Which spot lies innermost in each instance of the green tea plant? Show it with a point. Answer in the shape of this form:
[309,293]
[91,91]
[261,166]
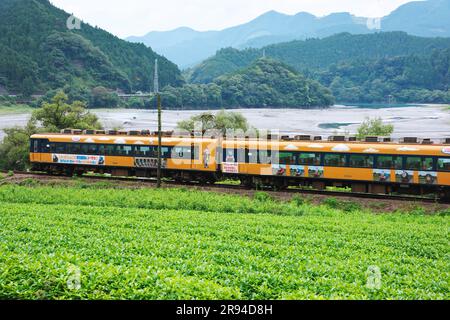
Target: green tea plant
[90,243]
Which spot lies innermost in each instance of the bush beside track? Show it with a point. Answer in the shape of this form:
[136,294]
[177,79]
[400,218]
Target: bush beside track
[180,244]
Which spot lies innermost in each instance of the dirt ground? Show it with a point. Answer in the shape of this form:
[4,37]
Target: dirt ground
[375,205]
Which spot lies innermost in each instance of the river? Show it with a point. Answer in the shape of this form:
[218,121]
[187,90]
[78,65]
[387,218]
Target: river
[423,121]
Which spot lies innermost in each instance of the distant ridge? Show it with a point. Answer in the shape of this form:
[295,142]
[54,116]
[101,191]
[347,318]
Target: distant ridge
[38,53]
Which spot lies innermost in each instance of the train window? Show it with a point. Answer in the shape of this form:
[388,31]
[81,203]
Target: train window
[251,156]
[101,149]
[127,150]
[287,158]
[60,148]
[427,164]
[142,151]
[312,159]
[182,153]
[361,161]
[413,163]
[75,148]
[165,151]
[85,149]
[334,160]
[389,162]
[93,149]
[229,155]
[35,146]
[444,164]
[264,157]
[109,150]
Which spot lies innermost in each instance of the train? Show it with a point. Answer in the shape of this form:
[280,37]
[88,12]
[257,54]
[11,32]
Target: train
[377,165]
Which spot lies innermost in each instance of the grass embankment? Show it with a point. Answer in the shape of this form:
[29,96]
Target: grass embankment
[180,244]
[15,108]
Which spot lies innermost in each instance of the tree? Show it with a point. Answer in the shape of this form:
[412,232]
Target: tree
[61,115]
[14,149]
[222,122]
[374,127]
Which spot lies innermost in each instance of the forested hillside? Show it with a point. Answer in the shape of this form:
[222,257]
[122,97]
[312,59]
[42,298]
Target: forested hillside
[357,68]
[265,83]
[316,54]
[401,79]
[187,47]
[38,53]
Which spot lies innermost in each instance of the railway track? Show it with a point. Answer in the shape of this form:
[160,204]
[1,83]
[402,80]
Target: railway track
[218,186]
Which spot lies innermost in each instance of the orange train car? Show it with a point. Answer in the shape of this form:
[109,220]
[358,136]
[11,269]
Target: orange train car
[184,159]
[368,167]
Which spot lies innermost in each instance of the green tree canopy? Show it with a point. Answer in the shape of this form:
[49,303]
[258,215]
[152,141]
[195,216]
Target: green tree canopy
[374,127]
[60,115]
[222,122]
[14,150]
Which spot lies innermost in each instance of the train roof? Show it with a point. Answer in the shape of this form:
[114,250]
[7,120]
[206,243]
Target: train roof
[376,146]
[345,147]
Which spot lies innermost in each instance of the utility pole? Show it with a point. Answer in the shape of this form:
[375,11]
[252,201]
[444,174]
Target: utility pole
[158,102]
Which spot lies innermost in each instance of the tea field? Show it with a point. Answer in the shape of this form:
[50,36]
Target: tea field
[106,243]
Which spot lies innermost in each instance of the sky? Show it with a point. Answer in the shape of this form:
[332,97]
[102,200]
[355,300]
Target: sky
[137,17]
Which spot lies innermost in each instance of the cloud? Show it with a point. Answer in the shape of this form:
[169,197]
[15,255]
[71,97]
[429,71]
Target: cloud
[341,148]
[138,17]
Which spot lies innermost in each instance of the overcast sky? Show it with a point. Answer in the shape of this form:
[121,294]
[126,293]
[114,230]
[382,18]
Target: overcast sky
[137,17]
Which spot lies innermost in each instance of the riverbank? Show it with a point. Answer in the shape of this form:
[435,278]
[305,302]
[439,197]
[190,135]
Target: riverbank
[423,121]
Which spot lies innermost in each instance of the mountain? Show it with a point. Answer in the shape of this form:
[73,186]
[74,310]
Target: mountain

####################

Format all of the entries above as a numbered list with one line per item. Skip blank lines and leave the pictures out.

Task output:
1. Which spot lies innermost in each instance of the green tea plant? Show it with a point. Answer in the shape of this form:
2. [309,293]
3. [91,91]
4. [261,166]
5. Target: green tea plant
6. [90,243]
7. Which spot lies innermost in each instance of the bush beside track? Show it with a point. Answer in the shape of this form:
8. [136,294]
9. [177,79]
10. [400,218]
11. Target: bush beside track
12. [180,244]
13. Which spot lies innermost in each instance of the dirt ground? Show it with a point. Answer in the shape of this form:
14. [4,37]
15. Target: dirt ground
16. [375,205]
17. Which spot lies innermost in each instance of the river? Show it with a point. Answer in the shape of this form:
18. [218,121]
19. [187,90]
20. [78,65]
21. [387,218]
22. Target: river
23. [423,121]
24. Which spot lies innermost in each instance of the distant ridge? Show it with a point. Answer in the shape of this form:
25. [295,142]
26. [54,116]
27. [101,191]
28. [347,318]
29. Target: distant ridge
30. [38,53]
31. Which spot lies innermost in each instance of the train window? Show it with a point. Answer in the shape of this form:
32. [388,31]
33. [81,203]
34. Target: train window
35. [251,156]
36. [101,149]
37. [127,150]
38. [287,158]
39. [60,148]
40. [427,164]
41. [142,151]
42. [312,159]
43. [182,153]
44. [361,161]
45. [413,163]
46. [75,148]
47. [165,151]
48. [85,149]
49. [334,160]
50. [389,162]
51. [93,149]
52. [229,155]
53. [35,146]
54. [444,164]
55. [264,157]
56. [109,150]
57. Which spot lies innermost in each instance of the train? Show it with a point. Answer in the shape of this form:
58. [280,37]
59. [88,12]
60. [257,54]
61. [11,32]
62. Target: train
63. [377,165]
64. Which spot lies innermost in each instance of the grass embankment? Show it with a point. Answer in the shape of this form:
65. [29,96]
66. Target: grass embankment
67. [180,244]
68. [15,108]
69. Which spot lies innermost in each instance of the tree? Show it with a point. Answer in the shape of this form:
70. [412,232]
71. Target: tree
72. [61,115]
73. [14,149]
74. [222,122]
75. [374,127]
76. Which spot lies innermost in each instance of the forested hillside? Show it with a point. Answer in the shape of this form:
77. [222,257]
78. [122,97]
79. [312,59]
80. [42,298]
81. Target: forested hillside
82. [357,68]
83. [265,83]
84. [316,54]
85. [401,79]
86. [187,47]
87. [38,53]
88. Which spot lies innermost in each instance of the railway track? Show it with a point. Answer in the shape of this form:
89. [160,204]
90. [1,83]
91. [402,80]
92. Target: railway track
93. [218,186]
94. Which spot lies innermost in each instance of the orange train car? Show it with a point. Answer in the shape of this form:
95. [109,220]
96. [358,136]
97. [11,269]
98. Target: orange train car
99. [184,159]
100. [368,167]
101. Which spot lies innermost in each instance of the green tree canopy? Show it with a point. Answer in the shape of this form:
102. [49,303]
103. [258,215]
104. [152,141]
105. [195,216]
106. Target: green tree canopy
107. [374,127]
108. [60,115]
109. [222,122]
110. [14,150]
111. Which spot lies innermost in each instance of the train roof? Show it with a point. Answer in the shape of this form:
112. [114,250]
113. [7,120]
114. [206,243]
115. Target: train roof
116. [376,146]
117. [345,147]
118. Which spot lies innermost in each instance of the utility pole? Show it with a point. Answer in the shape of this form:
119. [375,11]
120. [252,201]
121. [444,174]
122. Target: utility pole
123. [158,102]
124. Which spot lies innermost in each instance of the tea field? Show it with a point. Answer in the shape of this form:
125. [50,36]
126. Target: tea field
127. [106,243]
128. Which spot lies innermost in each instance of the sky? Show it with a point. Answer in the shape of this form:
129. [332,97]
130. [102,200]
131. [355,300]
132. Target: sky
133. [137,17]
134. Which spot lies innermost in each instance of the cloud? Show it with a point. Answer in the shape of this form:
135. [169,197]
136. [15,255]
137. [71,97]
138. [429,71]
139. Target: cloud
140. [341,148]
141. [138,17]
142. Which spot lies innermost in each instance of the overcast sky? Show it with a point. Answer in the shape of this form:
143. [121,294]
144. [126,293]
145. [114,230]
146. [382,18]
147. Target: overcast sky
148. [137,17]
149. Which spot lies innermost in each instance of the riverbank? Show it with a point. Answer in the shape of this form:
150. [435,278]
151. [305,302]
152. [439,197]
153. [190,135]
154. Target: riverbank
155. [423,121]
156. Which spot lies innermost in each instance of the mountain? Show it with a point. Answer in the shape of this form:
157. [73,186]
158. [74,310]
159. Target: mountain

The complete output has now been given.